SET PROBLEM
Please lay out the listing below as a Markdown table with the columns "Row" and "Line", from the line with "Target: airport runway" to the line with "[(113, 187), (94, 108)]", both included. Give each line its own numbered row and leave out blank lines.

RECORDS SUPPLIED
━━━━━━━━━━━━━━━━━━━━━━━━━━━━━━

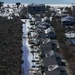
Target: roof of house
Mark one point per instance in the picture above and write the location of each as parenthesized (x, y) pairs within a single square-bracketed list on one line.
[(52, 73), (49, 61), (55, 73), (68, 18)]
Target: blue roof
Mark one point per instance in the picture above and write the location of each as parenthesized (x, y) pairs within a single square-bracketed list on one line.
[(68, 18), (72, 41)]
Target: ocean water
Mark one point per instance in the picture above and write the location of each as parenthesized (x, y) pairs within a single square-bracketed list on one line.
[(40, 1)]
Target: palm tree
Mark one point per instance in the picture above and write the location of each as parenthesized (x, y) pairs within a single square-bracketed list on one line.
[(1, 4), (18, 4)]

━━━━━━━━━━━━━━━━━━━━━━━━━━━━━━

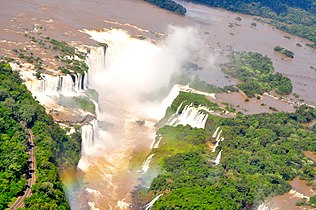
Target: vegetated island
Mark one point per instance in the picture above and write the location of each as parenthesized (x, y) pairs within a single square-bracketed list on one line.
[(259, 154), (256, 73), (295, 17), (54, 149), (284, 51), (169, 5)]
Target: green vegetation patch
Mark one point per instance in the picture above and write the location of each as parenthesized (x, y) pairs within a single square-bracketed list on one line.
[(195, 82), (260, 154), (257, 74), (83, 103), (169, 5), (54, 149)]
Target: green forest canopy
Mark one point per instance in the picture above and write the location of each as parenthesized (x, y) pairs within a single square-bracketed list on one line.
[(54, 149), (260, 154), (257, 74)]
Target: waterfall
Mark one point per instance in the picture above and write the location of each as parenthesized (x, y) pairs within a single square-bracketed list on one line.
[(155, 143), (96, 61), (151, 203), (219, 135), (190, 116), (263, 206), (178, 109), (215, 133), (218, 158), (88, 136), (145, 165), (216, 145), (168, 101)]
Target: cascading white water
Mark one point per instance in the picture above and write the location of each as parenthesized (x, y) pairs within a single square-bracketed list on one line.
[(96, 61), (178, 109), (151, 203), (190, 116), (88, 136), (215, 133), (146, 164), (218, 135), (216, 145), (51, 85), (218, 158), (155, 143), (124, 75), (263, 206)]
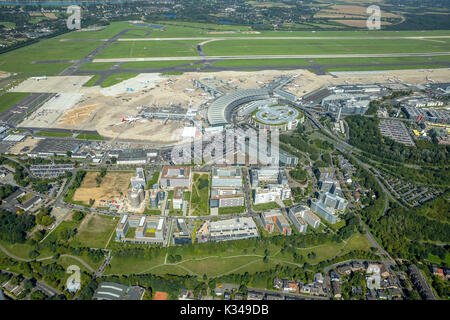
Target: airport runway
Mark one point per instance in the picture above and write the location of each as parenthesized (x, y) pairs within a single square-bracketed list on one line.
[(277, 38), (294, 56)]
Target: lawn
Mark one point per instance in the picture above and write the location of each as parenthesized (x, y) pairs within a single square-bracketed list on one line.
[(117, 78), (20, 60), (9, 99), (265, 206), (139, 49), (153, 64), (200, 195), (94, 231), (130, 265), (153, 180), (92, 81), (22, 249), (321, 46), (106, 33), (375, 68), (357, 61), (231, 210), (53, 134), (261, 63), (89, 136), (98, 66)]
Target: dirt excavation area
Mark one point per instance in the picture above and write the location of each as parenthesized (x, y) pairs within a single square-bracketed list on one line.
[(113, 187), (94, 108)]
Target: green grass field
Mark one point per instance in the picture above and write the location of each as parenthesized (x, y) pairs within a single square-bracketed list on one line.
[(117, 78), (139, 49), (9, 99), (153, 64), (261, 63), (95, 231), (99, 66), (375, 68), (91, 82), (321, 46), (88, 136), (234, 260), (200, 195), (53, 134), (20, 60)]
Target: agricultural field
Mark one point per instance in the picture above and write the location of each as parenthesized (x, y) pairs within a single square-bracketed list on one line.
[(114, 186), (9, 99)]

━━━━━━━━━━━━━━━━━━━━━━━━━━━━━━

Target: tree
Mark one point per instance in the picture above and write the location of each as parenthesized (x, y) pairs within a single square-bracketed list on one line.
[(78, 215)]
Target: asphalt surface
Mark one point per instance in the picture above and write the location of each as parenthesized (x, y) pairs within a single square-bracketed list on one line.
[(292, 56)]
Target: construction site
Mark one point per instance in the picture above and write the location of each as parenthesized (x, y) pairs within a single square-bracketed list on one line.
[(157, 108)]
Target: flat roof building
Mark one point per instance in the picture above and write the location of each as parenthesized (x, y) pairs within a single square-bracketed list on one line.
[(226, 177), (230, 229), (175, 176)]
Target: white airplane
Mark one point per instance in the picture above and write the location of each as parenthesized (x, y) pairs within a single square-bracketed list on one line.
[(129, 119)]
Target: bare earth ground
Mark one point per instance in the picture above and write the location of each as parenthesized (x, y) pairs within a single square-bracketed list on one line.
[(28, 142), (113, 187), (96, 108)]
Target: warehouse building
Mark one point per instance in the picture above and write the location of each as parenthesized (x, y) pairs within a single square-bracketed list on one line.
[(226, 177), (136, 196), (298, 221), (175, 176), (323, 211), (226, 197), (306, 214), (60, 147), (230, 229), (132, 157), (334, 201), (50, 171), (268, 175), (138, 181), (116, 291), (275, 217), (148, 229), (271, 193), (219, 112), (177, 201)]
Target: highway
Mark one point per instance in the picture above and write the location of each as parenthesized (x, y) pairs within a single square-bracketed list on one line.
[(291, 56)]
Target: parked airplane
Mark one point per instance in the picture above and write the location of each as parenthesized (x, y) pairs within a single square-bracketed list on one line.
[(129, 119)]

━━━━━━━━━━━━━━━━━━━━━━━━━━━━━━

EXERCISE ANSWER
| Row | Line |
|---|---|
| 1 | Target: airport runway |
| 2 | Mark one point per instance in the picture above and write the location of each as parenthesized (x, y) pairs within a single square-bracketed list on one line. |
| 3 | [(277, 38), (294, 56)] |
| 4 | Target: lawn |
| 5 | Mark one point per instance in the picture above and write the location of each as parenthesized (x, y) pairs within a single square-bracketed list on one line. |
| 6 | [(117, 78), (20, 60), (9, 99), (265, 206), (139, 49), (153, 64), (200, 195), (94, 231), (130, 265), (153, 180), (92, 81), (22, 249), (321, 46), (106, 33), (375, 68), (357, 61), (231, 210), (53, 134), (261, 63), (89, 136), (98, 66)] |
| 7 | Target: dirt excavation area |
| 8 | Mark one point per instance in the picture above and write the location of each as parenthesized (x, y) pairs within a single square-bracketed list on one line. |
| 9 | [(113, 187), (94, 108)] |